Render the part of the data that opens with the line containing "Thank you for the photo. Could you indicate the green" and closes with the line containing "<point>85,185</point>" as a JSON list of strings, one string per line, with blank lines omitted and both end lines included.

== Point labeling examples ==
** start **

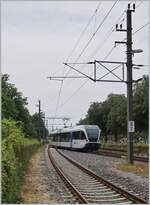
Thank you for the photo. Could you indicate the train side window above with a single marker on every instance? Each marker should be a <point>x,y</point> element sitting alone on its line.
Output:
<point>76,135</point>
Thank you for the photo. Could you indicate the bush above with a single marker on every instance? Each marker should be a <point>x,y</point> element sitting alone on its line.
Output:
<point>16,152</point>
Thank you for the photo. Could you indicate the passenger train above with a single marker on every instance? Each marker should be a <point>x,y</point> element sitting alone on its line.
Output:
<point>82,137</point>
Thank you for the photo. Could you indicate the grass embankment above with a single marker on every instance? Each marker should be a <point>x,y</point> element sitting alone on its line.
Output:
<point>16,152</point>
<point>138,148</point>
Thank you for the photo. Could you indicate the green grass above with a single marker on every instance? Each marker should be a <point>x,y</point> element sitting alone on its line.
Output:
<point>138,147</point>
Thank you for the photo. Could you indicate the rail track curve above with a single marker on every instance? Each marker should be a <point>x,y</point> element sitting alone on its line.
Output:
<point>85,185</point>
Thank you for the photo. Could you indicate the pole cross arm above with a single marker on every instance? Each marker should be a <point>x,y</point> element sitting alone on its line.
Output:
<point>110,71</point>
<point>79,72</point>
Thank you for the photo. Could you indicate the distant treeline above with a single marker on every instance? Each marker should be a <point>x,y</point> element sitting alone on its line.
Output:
<point>111,115</point>
<point>14,108</point>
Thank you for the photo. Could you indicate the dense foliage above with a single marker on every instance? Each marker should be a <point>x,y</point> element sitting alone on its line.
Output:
<point>19,133</point>
<point>111,115</point>
<point>14,107</point>
<point>16,152</point>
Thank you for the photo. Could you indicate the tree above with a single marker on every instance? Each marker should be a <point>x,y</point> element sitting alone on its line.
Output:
<point>140,105</point>
<point>14,107</point>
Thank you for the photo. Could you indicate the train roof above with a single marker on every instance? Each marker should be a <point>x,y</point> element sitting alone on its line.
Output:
<point>75,128</point>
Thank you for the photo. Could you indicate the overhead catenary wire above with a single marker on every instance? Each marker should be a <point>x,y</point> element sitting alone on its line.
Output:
<point>80,37</point>
<point>79,88</point>
<point>109,53</point>
<point>107,36</point>
<point>89,41</point>
<point>68,99</point>
<point>82,33</point>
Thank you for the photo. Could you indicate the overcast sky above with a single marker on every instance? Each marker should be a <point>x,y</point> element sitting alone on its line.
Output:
<point>38,36</point>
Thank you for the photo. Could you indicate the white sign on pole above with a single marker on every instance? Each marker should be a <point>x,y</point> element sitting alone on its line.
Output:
<point>131,126</point>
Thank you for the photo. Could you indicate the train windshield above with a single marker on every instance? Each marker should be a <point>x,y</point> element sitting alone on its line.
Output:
<point>92,133</point>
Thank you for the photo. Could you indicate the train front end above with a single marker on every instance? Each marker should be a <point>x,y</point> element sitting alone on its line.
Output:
<point>93,136</point>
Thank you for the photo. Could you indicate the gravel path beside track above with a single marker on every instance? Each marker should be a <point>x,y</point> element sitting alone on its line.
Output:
<point>105,167</point>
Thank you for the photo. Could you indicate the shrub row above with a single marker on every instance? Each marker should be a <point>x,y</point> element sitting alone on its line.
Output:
<point>16,152</point>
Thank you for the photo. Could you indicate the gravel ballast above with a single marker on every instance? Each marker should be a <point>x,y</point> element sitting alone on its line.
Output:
<point>106,167</point>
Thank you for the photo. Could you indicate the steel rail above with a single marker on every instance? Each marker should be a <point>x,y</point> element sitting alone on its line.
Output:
<point>70,186</point>
<point>126,194</point>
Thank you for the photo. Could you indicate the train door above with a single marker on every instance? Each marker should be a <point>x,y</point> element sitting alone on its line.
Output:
<point>71,138</point>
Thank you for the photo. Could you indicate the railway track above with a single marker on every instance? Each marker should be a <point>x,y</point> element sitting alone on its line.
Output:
<point>86,186</point>
<point>119,154</point>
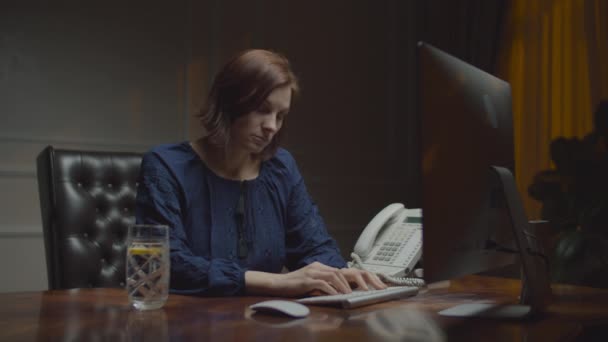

** end **

== Response to the task ==
[
  "Thank you for the photo. Could you indicate the green grass above with a single marker on every instance? Each marker should be a <point>x,y</point> element sitting alone on its line.",
  "Output:",
  "<point>138,147</point>",
  "Thank you for the photo. Could you indicate the rail track curve above with a single marker on every instance? Each marker should be a <point>x,y</point> element sitting alone on its line.",
  "Output:",
  "<point>85,185</point>"
]